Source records
--- begin ---
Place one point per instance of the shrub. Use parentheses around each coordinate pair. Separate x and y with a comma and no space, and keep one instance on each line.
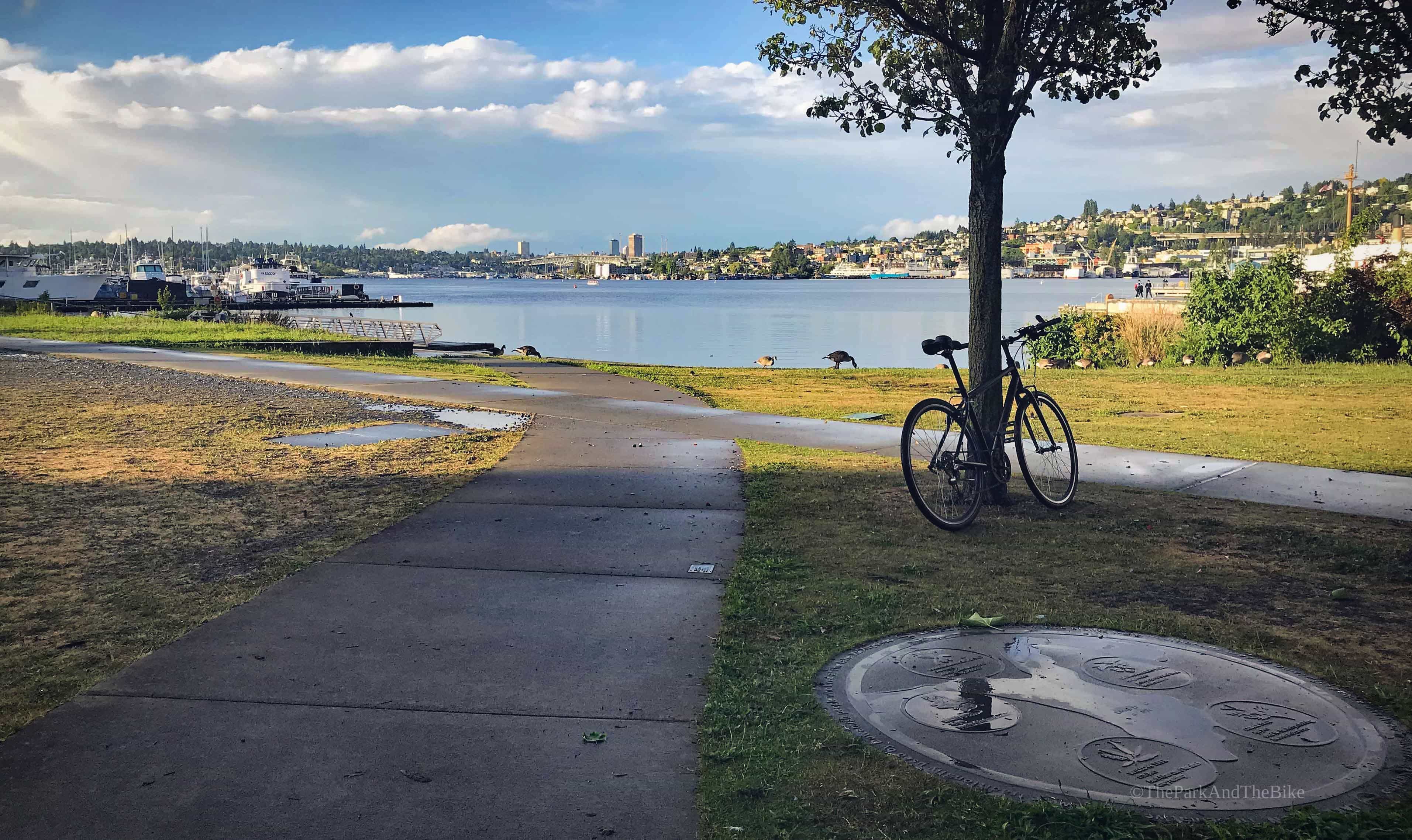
(1357,314)
(1081,335)
(1249,310)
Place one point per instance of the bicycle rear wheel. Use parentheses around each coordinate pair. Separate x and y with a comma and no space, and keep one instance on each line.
(940,461)
(1046,449)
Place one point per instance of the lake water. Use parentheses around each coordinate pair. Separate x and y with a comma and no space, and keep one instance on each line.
(882,322)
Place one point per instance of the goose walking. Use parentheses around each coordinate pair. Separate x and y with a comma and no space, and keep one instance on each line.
(839,358)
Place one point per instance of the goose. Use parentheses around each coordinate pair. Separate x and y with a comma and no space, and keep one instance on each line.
(839,358)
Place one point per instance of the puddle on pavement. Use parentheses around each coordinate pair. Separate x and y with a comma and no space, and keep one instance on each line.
(466,418)
(365,435)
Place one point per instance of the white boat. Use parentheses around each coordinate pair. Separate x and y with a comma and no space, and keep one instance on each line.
(147,269)
(29,277)
(273,280)
(855,270)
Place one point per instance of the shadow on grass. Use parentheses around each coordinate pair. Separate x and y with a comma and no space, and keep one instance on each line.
(835,555)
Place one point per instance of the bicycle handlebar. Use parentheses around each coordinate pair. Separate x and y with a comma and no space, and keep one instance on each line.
(1033,331)
(948,345)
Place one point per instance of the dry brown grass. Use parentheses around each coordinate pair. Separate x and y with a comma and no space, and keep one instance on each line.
(1150,335)
(132,514)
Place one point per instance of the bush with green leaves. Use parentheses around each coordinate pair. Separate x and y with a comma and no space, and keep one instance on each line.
(1359,314)
(1082,335)
(1353,314)
(1249,310)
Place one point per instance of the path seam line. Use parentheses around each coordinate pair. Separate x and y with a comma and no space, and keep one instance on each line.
(1184,489)
(375,708)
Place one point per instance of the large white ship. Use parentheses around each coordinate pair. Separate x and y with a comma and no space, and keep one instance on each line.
(29,277)
(266,279)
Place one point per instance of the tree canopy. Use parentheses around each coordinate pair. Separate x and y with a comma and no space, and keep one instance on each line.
(1373,58)
(951,64)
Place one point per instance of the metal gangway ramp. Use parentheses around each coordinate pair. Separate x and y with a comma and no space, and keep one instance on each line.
(372,328)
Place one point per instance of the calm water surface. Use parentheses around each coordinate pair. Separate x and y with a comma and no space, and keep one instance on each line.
(882,322)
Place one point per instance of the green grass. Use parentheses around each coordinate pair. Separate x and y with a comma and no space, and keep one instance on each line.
(836,555)
(441,369)
(152,332)
(130,516)
(1328,416)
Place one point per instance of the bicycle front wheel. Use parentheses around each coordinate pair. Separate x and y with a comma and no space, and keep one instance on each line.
(942,465)
(1046,449)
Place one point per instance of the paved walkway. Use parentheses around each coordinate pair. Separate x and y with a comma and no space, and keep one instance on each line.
(562,391)
(437,680)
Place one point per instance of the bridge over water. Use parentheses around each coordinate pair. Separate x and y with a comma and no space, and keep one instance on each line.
(560,262)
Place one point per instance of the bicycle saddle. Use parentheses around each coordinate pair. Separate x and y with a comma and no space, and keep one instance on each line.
(941,345)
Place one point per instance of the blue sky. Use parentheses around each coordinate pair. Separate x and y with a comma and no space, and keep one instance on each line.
(569,122)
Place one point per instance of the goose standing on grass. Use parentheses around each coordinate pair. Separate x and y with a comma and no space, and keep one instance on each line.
(839,358)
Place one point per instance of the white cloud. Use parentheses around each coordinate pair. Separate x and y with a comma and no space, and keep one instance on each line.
(450,238)
(904,228)
(753,90)
(380,132)
(12,53)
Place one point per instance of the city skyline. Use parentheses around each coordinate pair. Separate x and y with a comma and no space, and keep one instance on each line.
(492,132)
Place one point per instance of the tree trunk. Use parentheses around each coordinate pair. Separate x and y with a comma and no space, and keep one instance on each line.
(988,200)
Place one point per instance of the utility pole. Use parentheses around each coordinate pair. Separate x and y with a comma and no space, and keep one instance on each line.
(1349,177)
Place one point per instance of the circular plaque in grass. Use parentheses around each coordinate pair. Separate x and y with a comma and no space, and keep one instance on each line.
(1167,726)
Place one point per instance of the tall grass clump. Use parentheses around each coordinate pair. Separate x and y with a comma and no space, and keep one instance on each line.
(1150,335)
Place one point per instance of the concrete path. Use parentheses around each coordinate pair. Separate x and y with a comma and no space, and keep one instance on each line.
(437,680)
(571,393)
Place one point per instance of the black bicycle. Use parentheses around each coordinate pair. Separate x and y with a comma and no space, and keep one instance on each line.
(951,462)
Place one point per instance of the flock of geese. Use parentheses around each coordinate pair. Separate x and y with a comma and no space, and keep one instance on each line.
(838,358)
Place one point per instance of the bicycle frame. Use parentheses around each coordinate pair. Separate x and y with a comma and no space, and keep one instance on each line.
(1006,431)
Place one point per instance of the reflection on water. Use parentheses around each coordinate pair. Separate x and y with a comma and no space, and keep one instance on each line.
(882,322)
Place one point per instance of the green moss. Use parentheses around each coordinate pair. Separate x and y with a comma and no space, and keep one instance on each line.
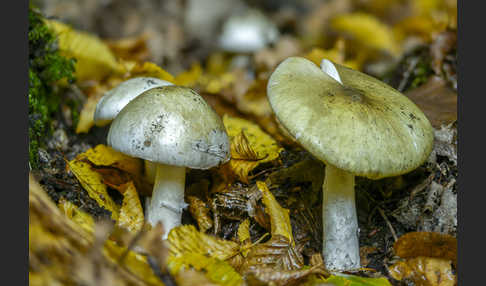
(46,67)
(421,73)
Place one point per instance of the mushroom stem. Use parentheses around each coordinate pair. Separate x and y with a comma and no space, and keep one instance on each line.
(328,67)
(150,169)
(167,197)
(340,247)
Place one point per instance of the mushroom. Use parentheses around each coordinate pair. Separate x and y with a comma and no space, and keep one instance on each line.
(174,128)
(115,99)
(247,32)
(358,126)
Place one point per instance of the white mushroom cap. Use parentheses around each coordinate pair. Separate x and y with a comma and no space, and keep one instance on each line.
(115,99)
(247,32)
(172,125)
(362,126)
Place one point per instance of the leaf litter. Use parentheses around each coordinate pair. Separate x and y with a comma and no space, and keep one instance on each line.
(258,217)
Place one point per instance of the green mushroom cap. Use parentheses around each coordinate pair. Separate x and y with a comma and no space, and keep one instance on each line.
(362,126)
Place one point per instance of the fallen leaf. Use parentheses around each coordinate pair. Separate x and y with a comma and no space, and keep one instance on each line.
(270,276)
(367,30)
(424,271)
(62,251)
(92,182)
(429,244)
(249,147)
(131,212)
(86,115)
(83,219)
(437,100)
(348,280)
(94,60)
(131,48)
(103,155)
(186,239)
(150,69)
(216,270)
(244,232)
(190,77)
(279,217)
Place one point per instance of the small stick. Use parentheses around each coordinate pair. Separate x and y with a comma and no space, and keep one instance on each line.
(395,238)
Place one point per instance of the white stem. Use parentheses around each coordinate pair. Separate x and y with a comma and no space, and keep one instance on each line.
(150,168)
(328,67)
(340,247)
(167,197)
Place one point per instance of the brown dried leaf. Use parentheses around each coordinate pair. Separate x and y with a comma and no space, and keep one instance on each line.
(424,271)
(200,211)
(250,147)
(436,100)
(92,182)
(282,277)
(277,253)
(429,244)
(61,252)
(131,48)
(103,155)
(186,239)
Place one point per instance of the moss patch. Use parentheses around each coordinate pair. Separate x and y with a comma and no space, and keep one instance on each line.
(46,68)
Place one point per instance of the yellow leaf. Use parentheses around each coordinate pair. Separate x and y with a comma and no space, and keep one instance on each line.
(244,231)
(249,146)
(348,280)
(92,182)
(279,217)
(103,155)
(214,84)
(87,113)
(131,213)
(214,269)
(150,69)
(94,60)
(186,239)
(81,218)
(367,30)
(191,77)
(136,263)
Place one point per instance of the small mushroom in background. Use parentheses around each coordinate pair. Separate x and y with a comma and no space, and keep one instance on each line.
(174,128)
(358,126)
(116,98)
(247,32)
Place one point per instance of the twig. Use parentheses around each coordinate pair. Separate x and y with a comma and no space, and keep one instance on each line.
(382,213)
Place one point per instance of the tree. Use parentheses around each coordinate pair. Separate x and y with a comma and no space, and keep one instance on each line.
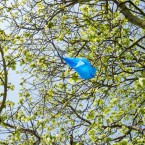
(55,105)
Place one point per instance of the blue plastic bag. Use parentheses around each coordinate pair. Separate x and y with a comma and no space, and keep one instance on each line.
(82,66)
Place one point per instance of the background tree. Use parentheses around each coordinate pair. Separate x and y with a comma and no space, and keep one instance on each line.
(57,107)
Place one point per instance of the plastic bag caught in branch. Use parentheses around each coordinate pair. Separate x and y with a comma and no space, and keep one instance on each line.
(82,66)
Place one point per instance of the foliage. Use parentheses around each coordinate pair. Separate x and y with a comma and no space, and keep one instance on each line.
(56,106)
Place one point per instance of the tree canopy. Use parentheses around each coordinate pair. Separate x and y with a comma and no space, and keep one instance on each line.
(55,106)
--- end ---
▶ _REQUIRED WORK_: Reproduce only the lines between the line containing "Place one point per instance of the plastic" and the last line of the records, those two lines included, exactly.

▶ _SOLUTION TO THIS TASK_:
Place one point per instance of the plastic bag caught in branch. Use parentheses around each coordinate pair. Separate x and y with a comma and no space, and keep one instance on each line.
(82,66)
Place one point per instance of the foliage. Use parentheses around each coordinate pair. Separate x and y with a comma and no space, and keep one instance on each line.
(56,106)
Place one point per instance of the tree canopy. Use parentheses around each coordinate pair. Separate x and y with a comma and no space, and keep one instance on each line.
(55,106)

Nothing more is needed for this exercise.